**Aim of the task:**
Each record below should be written out again exactly as given.

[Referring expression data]
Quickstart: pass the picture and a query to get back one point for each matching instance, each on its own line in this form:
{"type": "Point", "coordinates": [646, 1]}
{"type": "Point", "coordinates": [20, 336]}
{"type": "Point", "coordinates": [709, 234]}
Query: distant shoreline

**Exercise output:**
Quickstart: pass the picture and a query to get back one point for each matching instance, each on its own line in this form:
{"type": "Point", "coordinates": [646, 1]}
{"type": "Point", "coordinates": [20, 336]}
{"type": "Point", "coordinates": [709, 234]}
Query: distant shoreline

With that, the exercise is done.